#### [ITEMS]
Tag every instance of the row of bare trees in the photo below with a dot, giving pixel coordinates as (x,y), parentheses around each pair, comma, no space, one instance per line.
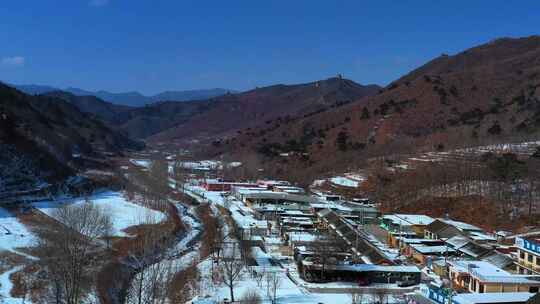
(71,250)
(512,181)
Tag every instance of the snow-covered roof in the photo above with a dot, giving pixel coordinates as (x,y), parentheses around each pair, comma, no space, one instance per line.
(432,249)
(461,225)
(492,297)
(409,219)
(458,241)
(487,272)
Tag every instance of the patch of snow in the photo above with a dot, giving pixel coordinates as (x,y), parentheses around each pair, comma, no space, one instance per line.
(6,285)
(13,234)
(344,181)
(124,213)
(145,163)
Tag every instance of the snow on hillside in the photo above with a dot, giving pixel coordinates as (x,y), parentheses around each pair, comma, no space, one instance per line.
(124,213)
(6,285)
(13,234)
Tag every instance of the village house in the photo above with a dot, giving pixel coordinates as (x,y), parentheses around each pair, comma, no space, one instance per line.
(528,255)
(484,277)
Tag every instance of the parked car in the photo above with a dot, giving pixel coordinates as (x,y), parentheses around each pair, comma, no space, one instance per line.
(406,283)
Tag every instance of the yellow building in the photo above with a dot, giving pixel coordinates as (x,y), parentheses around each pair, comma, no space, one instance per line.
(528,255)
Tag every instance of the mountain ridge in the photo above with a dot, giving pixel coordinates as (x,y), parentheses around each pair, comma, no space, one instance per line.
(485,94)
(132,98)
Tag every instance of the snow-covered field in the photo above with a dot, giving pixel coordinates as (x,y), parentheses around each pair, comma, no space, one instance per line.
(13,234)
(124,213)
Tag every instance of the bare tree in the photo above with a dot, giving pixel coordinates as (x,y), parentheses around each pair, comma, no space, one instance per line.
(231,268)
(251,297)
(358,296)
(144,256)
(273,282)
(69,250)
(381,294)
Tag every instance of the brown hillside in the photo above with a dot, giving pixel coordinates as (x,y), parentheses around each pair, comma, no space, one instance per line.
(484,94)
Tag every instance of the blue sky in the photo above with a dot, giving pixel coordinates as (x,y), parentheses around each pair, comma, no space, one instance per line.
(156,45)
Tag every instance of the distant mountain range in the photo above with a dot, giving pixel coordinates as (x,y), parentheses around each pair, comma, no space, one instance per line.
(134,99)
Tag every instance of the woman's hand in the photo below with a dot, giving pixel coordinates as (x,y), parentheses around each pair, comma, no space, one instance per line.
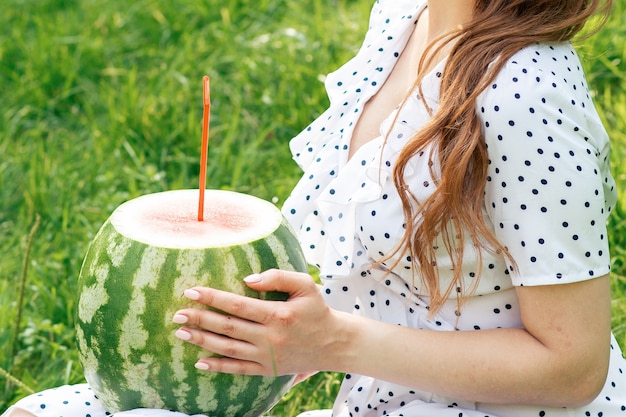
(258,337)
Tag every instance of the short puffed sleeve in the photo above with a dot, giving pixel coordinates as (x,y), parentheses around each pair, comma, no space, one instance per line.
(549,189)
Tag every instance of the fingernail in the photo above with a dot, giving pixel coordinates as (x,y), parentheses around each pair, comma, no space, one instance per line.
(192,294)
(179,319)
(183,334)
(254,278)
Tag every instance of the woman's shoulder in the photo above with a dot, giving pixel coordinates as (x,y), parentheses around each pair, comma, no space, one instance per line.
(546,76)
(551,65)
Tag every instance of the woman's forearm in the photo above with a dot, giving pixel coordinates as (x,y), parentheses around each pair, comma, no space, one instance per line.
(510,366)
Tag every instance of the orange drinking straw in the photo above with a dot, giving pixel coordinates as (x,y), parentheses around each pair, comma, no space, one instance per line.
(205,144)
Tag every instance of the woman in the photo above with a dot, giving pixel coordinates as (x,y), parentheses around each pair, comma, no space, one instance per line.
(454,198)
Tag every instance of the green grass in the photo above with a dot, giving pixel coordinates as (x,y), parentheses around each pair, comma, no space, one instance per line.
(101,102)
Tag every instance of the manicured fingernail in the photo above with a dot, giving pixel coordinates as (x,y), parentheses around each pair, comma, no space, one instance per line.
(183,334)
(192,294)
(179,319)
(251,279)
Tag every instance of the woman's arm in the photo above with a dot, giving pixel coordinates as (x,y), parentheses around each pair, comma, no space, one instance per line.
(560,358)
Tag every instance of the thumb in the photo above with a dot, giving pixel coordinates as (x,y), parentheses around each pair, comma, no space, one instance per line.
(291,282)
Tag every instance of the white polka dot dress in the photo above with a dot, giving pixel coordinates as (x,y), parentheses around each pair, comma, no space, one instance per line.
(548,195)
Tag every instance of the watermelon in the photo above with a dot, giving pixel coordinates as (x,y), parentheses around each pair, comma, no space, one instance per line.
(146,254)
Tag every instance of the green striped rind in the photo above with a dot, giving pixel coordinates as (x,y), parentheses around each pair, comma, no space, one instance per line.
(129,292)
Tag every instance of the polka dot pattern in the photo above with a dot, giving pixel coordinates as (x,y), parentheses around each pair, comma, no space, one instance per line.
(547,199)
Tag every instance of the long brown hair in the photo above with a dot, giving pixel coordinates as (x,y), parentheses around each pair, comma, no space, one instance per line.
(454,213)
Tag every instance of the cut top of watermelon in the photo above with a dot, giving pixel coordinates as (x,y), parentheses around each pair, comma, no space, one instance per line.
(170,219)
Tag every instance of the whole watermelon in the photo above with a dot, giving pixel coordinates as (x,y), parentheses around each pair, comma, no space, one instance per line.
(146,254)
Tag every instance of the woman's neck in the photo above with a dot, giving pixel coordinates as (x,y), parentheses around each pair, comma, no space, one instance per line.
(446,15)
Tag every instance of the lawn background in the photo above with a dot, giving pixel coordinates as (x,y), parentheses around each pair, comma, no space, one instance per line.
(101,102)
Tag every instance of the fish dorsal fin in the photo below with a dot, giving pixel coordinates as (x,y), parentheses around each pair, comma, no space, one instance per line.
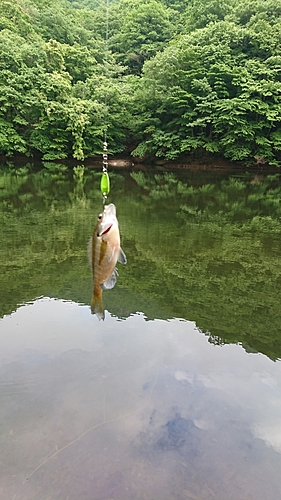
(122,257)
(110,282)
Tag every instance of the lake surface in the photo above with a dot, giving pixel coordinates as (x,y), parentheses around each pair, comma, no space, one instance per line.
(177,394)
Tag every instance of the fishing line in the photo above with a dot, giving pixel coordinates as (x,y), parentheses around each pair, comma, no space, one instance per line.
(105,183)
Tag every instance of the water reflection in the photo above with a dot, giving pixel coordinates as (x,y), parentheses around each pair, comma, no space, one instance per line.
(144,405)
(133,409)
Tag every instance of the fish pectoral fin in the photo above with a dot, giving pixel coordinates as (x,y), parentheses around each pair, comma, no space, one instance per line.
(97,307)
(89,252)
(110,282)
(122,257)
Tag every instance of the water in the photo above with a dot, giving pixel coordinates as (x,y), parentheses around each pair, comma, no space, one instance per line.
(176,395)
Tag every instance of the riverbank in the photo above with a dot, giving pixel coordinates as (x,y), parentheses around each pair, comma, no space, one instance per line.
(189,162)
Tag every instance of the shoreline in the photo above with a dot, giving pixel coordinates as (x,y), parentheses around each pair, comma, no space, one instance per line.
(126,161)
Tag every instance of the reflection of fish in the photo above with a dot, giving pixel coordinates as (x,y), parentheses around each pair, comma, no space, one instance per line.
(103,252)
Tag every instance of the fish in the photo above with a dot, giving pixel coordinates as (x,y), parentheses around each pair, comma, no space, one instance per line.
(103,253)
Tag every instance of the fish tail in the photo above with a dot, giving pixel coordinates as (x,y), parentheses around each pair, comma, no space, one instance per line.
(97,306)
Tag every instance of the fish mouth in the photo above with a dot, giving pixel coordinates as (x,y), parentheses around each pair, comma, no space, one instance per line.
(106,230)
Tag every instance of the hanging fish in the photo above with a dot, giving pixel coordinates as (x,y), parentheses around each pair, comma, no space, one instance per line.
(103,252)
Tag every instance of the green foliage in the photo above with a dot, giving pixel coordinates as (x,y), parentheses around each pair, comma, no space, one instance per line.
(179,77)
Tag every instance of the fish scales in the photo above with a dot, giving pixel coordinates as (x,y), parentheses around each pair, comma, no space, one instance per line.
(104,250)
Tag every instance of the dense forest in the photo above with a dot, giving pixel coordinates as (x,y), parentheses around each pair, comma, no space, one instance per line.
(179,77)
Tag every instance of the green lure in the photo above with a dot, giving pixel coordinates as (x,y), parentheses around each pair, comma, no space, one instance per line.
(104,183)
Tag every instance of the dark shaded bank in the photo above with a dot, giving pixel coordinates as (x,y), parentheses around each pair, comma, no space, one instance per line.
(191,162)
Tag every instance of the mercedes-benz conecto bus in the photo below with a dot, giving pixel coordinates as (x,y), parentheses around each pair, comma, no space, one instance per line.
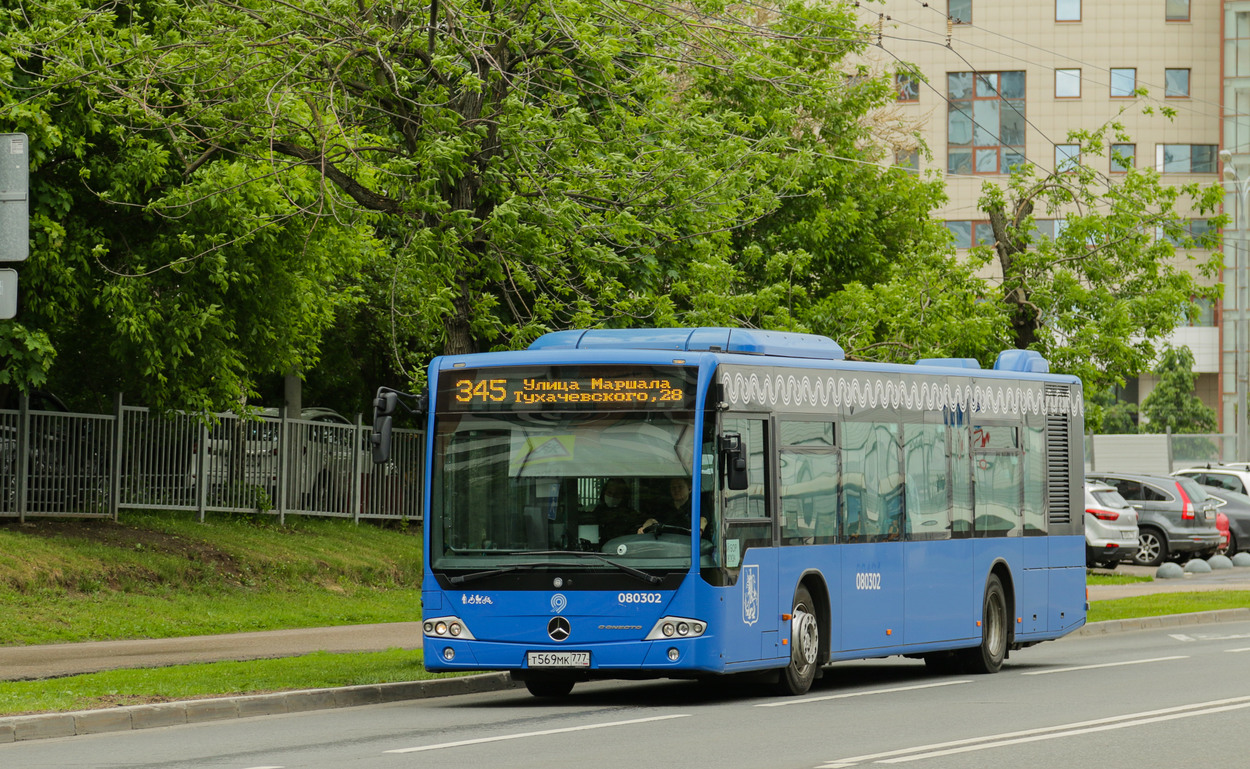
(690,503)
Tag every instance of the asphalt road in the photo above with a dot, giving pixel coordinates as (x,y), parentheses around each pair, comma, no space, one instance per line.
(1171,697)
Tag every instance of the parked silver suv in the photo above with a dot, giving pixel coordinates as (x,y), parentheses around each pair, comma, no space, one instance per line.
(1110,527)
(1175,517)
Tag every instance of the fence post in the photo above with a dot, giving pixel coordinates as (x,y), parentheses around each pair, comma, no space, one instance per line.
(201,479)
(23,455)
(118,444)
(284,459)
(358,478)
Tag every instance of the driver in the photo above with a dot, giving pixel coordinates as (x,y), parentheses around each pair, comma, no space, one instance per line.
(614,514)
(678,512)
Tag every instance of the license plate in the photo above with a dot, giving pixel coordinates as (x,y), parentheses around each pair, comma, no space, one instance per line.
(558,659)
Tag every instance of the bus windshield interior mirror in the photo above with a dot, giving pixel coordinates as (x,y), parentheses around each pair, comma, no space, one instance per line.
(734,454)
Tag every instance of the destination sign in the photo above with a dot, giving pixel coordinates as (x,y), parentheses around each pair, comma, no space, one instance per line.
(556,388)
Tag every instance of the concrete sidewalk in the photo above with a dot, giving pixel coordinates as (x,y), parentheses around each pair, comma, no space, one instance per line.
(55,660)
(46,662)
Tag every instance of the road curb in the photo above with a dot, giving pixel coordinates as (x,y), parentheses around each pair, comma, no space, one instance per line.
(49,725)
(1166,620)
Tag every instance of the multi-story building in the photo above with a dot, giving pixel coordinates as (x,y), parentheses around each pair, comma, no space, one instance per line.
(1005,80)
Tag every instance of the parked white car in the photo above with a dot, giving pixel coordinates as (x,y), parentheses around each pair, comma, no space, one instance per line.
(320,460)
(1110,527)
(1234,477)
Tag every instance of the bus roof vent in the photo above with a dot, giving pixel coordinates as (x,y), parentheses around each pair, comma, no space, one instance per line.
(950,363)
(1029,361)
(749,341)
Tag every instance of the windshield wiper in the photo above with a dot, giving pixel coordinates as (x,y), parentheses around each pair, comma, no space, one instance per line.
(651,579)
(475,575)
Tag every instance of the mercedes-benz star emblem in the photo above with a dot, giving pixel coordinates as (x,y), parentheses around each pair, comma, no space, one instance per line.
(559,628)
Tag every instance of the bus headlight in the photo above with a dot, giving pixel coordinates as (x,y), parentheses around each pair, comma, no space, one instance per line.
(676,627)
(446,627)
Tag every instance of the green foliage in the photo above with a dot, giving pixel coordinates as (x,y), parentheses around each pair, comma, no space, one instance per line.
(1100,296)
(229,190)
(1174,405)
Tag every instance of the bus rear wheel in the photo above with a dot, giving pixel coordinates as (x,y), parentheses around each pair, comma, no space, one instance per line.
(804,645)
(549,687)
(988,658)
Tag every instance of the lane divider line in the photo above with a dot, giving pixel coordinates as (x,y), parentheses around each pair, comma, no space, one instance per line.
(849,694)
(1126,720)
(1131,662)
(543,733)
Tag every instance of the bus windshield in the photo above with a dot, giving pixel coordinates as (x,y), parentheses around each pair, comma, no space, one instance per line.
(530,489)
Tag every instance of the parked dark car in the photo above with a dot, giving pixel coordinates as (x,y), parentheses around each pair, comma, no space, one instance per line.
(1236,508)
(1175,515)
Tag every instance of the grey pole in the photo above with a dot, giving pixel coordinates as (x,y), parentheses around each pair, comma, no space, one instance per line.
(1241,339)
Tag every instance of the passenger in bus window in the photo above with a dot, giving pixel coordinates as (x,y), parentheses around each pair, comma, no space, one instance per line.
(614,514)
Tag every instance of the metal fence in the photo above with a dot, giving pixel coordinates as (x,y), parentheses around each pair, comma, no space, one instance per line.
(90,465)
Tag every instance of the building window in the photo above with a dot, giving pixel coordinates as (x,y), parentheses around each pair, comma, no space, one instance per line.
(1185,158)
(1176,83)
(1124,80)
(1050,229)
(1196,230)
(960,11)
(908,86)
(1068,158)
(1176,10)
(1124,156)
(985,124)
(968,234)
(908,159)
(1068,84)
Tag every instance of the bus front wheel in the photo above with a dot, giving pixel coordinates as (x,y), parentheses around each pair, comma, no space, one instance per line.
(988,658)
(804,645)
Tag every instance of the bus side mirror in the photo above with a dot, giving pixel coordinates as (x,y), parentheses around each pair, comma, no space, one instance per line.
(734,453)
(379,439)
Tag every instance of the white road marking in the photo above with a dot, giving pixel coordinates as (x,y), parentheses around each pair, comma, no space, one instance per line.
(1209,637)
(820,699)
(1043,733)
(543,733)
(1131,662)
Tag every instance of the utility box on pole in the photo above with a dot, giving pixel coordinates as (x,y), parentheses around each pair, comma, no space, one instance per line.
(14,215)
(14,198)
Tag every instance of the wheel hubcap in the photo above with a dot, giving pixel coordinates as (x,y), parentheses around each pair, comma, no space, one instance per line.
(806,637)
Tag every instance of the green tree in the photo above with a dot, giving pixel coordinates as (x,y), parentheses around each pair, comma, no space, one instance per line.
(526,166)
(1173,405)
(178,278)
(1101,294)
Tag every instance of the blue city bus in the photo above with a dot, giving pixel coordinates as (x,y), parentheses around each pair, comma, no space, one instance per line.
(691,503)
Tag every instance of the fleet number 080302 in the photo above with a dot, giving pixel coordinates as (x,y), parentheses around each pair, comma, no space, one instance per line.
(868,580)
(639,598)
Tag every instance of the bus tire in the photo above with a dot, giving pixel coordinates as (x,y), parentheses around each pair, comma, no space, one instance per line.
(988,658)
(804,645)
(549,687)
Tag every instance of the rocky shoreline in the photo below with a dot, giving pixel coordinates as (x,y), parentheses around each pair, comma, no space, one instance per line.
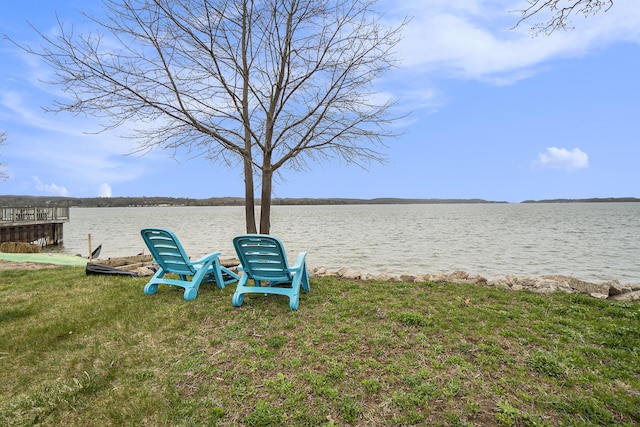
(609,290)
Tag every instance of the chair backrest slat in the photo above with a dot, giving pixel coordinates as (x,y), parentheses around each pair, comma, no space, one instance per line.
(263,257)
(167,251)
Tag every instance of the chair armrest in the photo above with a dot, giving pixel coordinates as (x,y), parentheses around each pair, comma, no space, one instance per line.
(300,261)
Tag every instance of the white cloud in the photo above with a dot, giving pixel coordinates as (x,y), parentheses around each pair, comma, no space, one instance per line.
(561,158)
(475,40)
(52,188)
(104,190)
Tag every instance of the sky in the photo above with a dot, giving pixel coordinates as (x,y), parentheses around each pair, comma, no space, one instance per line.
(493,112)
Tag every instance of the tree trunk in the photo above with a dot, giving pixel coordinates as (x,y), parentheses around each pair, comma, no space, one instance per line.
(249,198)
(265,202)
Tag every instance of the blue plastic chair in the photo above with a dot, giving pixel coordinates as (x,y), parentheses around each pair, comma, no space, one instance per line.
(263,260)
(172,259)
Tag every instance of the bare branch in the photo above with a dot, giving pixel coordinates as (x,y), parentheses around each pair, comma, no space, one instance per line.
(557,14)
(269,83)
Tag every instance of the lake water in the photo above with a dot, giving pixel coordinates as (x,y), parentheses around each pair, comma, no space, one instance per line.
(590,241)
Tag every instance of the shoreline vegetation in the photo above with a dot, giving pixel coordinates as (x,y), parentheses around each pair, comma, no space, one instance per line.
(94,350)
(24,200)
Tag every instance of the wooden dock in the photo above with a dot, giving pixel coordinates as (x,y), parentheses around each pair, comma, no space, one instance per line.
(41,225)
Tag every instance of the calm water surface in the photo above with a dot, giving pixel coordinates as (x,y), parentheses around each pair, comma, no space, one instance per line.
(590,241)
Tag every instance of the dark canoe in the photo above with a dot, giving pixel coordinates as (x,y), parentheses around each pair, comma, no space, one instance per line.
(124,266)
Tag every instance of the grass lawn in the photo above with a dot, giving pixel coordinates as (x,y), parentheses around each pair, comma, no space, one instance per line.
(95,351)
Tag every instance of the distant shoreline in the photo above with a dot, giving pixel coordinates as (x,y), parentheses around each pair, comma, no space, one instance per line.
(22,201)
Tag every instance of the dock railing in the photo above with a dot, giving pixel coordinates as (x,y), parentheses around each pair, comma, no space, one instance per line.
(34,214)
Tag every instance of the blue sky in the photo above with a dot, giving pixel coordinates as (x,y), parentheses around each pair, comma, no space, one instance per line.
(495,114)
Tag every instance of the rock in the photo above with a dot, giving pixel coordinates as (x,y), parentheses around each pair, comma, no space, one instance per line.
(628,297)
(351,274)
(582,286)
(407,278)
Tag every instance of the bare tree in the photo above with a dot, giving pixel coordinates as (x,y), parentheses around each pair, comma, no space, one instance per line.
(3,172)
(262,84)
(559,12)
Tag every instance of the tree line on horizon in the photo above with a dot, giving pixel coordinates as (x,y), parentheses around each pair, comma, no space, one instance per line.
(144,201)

#### [REQUIREMENTS]
Reproduce everything in the listing above, from the line containing "Tag every instance of the distant shoreline" down to the last line of the listing, with every character unchanged.

#### [EXPECTED ANSWER]
Tag every instance of the distant shoreline in the photo above with a dot, giving pixel coordinates as (x,y), parentheses around each pair, comma, no space, one instance per line.
(22,201)
Tag every instance of the dock railing in the photo above with a dot, giving pixel coordinates as (x,y), parentheses around each pair, comma, no space, one instance per line.
(34,214)
Tag every instance of the blue sky in the photo above with a dot, giving pixel coordinates as (x,y), parentheses around each pair, comma, no space, one instance per line.
(495,114)
Tag every instance of the rock in the photo above with a dot, giving pixel coordinates as (x,y), parentheses around each pair, comma, no space, one instance per line.
(628,297)
(351,274)
(582,286)
(407,278)
Tag every instance of the bare tree in the photo above with a dot, giving pixel coordinates as (x,y), parentheses around each pair, comma, no space, one instance per line.
(3,172)
(262,84)
(559,12)
Tag every instance of the tree line on horizon in the photo above with a dot, giving pixel coordinates as (x,y), parentheses around each pair, comma, no space, one instance per line.
(144,201)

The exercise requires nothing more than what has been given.